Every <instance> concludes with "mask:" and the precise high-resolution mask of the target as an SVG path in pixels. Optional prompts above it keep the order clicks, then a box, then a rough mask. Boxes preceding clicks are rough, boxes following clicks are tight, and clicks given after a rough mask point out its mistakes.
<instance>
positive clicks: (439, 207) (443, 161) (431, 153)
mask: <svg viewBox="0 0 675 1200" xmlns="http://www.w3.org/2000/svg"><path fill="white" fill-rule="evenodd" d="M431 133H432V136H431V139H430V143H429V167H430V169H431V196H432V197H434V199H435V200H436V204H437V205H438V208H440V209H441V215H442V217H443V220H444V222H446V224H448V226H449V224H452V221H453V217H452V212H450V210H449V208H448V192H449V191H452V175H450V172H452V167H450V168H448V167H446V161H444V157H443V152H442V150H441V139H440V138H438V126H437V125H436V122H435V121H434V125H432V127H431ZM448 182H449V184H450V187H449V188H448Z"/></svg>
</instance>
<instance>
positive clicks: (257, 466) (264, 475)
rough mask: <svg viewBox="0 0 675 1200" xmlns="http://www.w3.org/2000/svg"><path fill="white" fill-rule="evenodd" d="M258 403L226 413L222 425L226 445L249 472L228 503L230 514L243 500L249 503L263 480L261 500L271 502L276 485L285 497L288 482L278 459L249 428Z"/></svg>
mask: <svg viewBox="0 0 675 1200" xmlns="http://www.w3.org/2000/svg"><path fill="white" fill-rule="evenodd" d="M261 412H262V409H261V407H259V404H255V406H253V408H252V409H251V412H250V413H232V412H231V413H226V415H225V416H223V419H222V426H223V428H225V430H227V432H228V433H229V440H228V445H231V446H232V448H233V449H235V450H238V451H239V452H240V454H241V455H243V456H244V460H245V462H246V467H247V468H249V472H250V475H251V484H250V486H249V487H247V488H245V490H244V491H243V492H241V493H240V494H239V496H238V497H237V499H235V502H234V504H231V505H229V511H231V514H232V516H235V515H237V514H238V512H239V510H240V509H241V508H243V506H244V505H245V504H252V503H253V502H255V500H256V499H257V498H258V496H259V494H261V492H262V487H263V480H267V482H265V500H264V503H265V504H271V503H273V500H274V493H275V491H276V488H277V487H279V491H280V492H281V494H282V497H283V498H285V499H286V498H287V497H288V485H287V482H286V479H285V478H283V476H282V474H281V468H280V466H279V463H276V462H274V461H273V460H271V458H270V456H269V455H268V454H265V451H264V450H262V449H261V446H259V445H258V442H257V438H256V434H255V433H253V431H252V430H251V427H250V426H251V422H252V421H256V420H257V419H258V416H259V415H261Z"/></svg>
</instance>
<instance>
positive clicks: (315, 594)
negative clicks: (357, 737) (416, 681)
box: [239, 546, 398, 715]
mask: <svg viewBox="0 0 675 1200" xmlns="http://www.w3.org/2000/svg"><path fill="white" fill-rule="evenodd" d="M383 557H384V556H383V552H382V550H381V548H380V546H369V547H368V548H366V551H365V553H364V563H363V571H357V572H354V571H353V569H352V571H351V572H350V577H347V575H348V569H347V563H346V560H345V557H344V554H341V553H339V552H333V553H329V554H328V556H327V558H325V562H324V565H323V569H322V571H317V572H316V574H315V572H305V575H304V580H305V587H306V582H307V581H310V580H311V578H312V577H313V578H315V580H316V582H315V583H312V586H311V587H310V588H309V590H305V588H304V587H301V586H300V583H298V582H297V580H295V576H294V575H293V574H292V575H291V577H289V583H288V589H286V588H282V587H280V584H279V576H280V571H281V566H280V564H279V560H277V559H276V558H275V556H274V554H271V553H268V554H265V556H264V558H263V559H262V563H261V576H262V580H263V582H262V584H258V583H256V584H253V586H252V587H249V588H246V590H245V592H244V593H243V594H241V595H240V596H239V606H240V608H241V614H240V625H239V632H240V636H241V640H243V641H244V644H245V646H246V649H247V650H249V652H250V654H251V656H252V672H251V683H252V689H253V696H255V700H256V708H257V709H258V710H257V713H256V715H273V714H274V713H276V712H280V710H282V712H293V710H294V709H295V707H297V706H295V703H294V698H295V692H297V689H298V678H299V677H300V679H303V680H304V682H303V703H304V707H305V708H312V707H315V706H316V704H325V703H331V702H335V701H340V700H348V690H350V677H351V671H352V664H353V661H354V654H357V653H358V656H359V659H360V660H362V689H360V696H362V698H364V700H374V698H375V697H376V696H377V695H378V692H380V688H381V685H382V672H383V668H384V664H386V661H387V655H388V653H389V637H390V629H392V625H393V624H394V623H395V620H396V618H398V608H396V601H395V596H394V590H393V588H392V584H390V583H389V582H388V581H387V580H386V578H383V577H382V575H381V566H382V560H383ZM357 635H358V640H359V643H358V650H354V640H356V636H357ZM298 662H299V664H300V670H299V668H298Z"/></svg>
---*---
REQUIRED WORK:
Your response should consist of the listing, reproduced exactly.

TASK RESULT:
Every <instance> concludes with "mask:" and the precise high-resolution mask of the target as an SVG path in pixels. Optional prompts above it keep the order clicks, then a box, then a rough mask. Boxes preceding clicks are rough, boxes following clicks are tight, and clicks given after a rough mask point out its mistakes.
<instance>
positive clicks: (439, 207) (443, 161) (431, 153)
mask: <svg viewBox="0 0 675 1200" xmlns="http://www.w3.org/2000/svg"><path fill="white" fill-rule="evenodd" d="M431 133H432V136H431V139H430V143H429V167H430V169H431V196H432V197H434V199H435V200H436V204H437V205H438V208H440V209H441V215H442V217H443V220H444V222H446V224H448V226H449V224H452V221H453V217H452V212H450V210H449V208H448V192H449V191H452V175H450V172H452V167H450V168H448V167H446V161H444V157H443V152H442V150H441V139H440V138H438V126H437V125H436V122H435V121H434V125H432V127H431ZM448 182H449V184H450V187H449V188H448Z"/></svg>
</instance>
<instance>
positive clicks: (257, 466) (264, 475)
rough mask: <svg viewBox="0 0 675 1200" xmlns="http://www.w3.org/2000/svg"><path fill="white" fill-rule="evenodd" d="M258 403L226 413L222 425L226 445L249 472L228 503L230 514L243 500L249 503L263 480L261 500L271 502L276 485L285 497L288 482L278 459L249 428Z"/></svg>
mask: <svg viewBox="0 0 675 1200" xmlns="http://www.w3.org/2000/svg"><path fill="white" fill-rule="evenodd" d="M261 412H262V409H261V407H259V404H255V406H253V408H252V409H251V412H250V413H232V412H231V413H226V415H225V416H223V419H222V426H223V428H225V430H227V432H228V433H229V440H228V445H231V446H232V448H233V449H235V450H238V451H239V452H240V454H241V455H243V456H244V460H245V462H246V467H247V468H249V472H250V475H251V484H250V486H249V487H247V488H245V490H244V491H243V492H241V493H240V494H239V496H238V497H237V499H235V502H234V504H231V505H229V511H231V514H232V516H235V515H237V514H238V512H239V510H240V509H241V508H243V506H244V505H245V504H252V503H253V502H255V500H256V499H257V498H258V496H259V494H261V492H262V487H263V480H267V482H265V500H264V503H265V504H271V503H273V500H274V493H275V491H276V488H277V487H279V491H280V492H281V494H282V497H283V498H285V499H286V498H287V497H288V485H287V482H286V479H285V478H283V476H282V474H281V468H280V466H279V463H276V462H274V461H273V460H271V458H270V456H269V455H268V454H265V451H264V450H262V449H261V446H259V445H258V442H257V438H256V434H255V433H253V431H252V430H251V427H250V426H251V422H252V421H256V420H257V419H258V416H259V415H261Z"/></svg>
</instance>
<instance>
positive clicks: (315, 594)
negative clicks: (357, 737) (416, 681)
box: [239, 546, 398, 715]
mask: <svg viewBox="0 0 675 1200" xmlns="http://www.w3.org/2000/svg"><path fill="white" fill-rule="evenodd" d="M383 557H384V556H383V552H382V550H381V548H380V546H369V547H368V548H366V551H365V553H364V563H363V571H357V572H354V571H353V569H352V571H351V572H350V577H347V575H348V569H347V563H346V560H345V557H344V554H341V553H339V552H333V553H329V554H328V556H327V558H325V562H324V565H323V569H322V571H317V572H316V574H315V572H305V575H304V580H305V587H306V582H307V581H310V580H311V578H312V577H313V578H315V580H316V582H315V583H312V586H311V587H310V588H309V590H305V588H304V587H301V586H300V583H298V582H297V580H295V576H294V575H293V574H292V575H291V577H289V583H288V589H286V588H282V587H280V584H279V576H280V571H281V566H280V564H279V560H277V559H276V558H275V556H274V554H271V553H268V554H265V556H264V558H263V559H262V563H261V576H262V580H263V582H262V584H258V583H256V584H253V586H252V587H249V588H246V590H245V592H244V593H243V594H241V595H240V596H239V606H240V608H241V614H240V625H239V632H240V636H241V640H243V641H244V644H245V646H246V649H247V650H249V652H250V654H251V656H252V672H251V683H252V689H253V696H255V700H256V708H257V709H258V710H257V713H256V715H273V714H274V713H276V712H280V710H282V712H293V710H294V709H295V707H297V706H295V703H294V698H295V692H297V689H298V678H299V677H300V679H303V680H304V682H303V703H304V707H305V708H312V707H315V706H316V704H325V703H331V702H335V701H340V700H348V690H350V677H351V671H352V664H353V661H354V654H357V653H358V656H359V659H360V660H362V689H360V696H362V698H364V700H374V698H375V697H376V696H377V695H378V692H380V688H381V685H382V672H383V668H384V664H386V661H387V655H388V653H389V637H390V629H392V625H393V624H394V623H395V620H396V618H398V608H396V601H395V596H394V590H393V588H392V584H390V583H389V582H388V581H387V580H386V578H383V577H382V575H381V566H382V560H383ZM357 635H358V640H359V643H358V650H354V640H356V636H357ZM298 662H299V664H300V670H299V668H298Z"/></svg>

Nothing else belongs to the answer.